Written problem
Rewrite the rows below, swapping every "rock" for "stone" and keeping everything else the same. Leave out the pictures.

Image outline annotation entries
----
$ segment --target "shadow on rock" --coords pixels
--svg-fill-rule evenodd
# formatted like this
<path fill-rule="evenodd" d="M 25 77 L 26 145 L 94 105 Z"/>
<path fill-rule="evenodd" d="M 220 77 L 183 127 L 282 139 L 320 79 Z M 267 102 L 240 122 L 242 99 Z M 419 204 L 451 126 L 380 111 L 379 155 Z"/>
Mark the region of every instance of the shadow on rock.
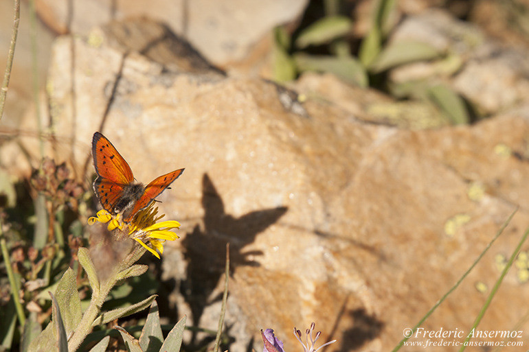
----
The answer
$ segment --target "shadow on stone" --coords pixels
--svg-fill-rule evenodd
# formatted like this
<path fill-rule="evenodd" d="M 25 77 L 26 145 L 94 105 Z"/>
<path fill-rule="evenodd" d="M 220 77 L 183 127 L 282 139 L 320 79 Z M 267 102 L 240 122 L 242 99 Z M 419 204 L 451 126 L 380 111 L 379 155 Z"/>
Mark the region of every instance of the shadow on stone.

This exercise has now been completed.